### Work to do
Update the entries below by changing every "thickest part" to "widest part" and leaving the rest untouched.

### Extracted data entries
==========

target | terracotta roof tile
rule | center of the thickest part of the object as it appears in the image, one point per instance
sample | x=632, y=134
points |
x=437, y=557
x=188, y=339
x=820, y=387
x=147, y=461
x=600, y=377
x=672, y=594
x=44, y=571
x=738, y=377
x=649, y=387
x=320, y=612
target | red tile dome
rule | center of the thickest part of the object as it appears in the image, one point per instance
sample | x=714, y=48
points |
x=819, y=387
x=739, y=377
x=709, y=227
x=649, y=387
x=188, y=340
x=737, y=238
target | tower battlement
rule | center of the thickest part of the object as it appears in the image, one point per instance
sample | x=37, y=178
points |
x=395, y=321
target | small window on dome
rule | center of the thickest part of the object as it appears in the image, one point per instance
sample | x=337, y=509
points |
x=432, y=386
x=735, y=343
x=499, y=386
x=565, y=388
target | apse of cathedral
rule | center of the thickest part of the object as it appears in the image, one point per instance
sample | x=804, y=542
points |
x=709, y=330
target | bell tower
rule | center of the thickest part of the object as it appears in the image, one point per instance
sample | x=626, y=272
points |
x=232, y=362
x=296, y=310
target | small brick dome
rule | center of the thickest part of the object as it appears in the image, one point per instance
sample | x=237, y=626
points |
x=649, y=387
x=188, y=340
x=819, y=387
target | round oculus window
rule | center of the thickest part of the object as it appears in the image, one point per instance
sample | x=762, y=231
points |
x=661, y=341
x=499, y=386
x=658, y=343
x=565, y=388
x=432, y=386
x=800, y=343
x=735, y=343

==========

### Full answer
target | terracotta roof tile
rule | center of the widest part of the object as it appears in the image, one point per instance
sample | x=632, y=134
points |
x=437, y=557
x=188, y=339
x=820, y=387
x=147, y=461
x=600, y=377
x=672, y=594
x=44, y=571
x=738, y=377
x=649, y=387
x=320, y=612
target | red tile dome
rule | center of the widest part of the object as it appears in the image, one point per instance
sample | x=714, y=48
points |
x=819, y=387
x=739, y=377
x=709, y=227
x=649, y=387
x=188, y=340
x=737, y=238
target | tower battlement
rule | center of the widest part of the object as it appears in the image, one point per instance
sample | x=37, y=178
points |
x=395, y=321
target | small window on dome
rule | center of the widest part of the object as it appears in the image, one point per instance
sample | x=337, y=509
points |
x=432, y=386
x=735, y=343
x=499, y=386
x=565, y=388
target | apse of cathedral
rule | center of the widest part of the object as it appears in the image, one point per instance
sample | x=804, y=542
points |
x=709, y=330
target | bell tower
rule | center of the widest part of the object as it appears in the image, one point per instance
sample | x=626, y=272
points |
x=232, y=362
x=296, y=310
target | small brick dome
rule | center of the widest part of the object as it appears in the image, one point per instance
sample | x=237, y=626
points |
x=649, y=387
x=188, y=340
x=819, y=387
target | round oculus window
rule | center of the widest part of the object as it appears in the image, one point per instance
sample | x=762, y=231
points |
x=661, y=341
x=499, y=386
x=658, y=343
x=565, y=388
x=432, y=386
x=800, y=343
x=735, y=343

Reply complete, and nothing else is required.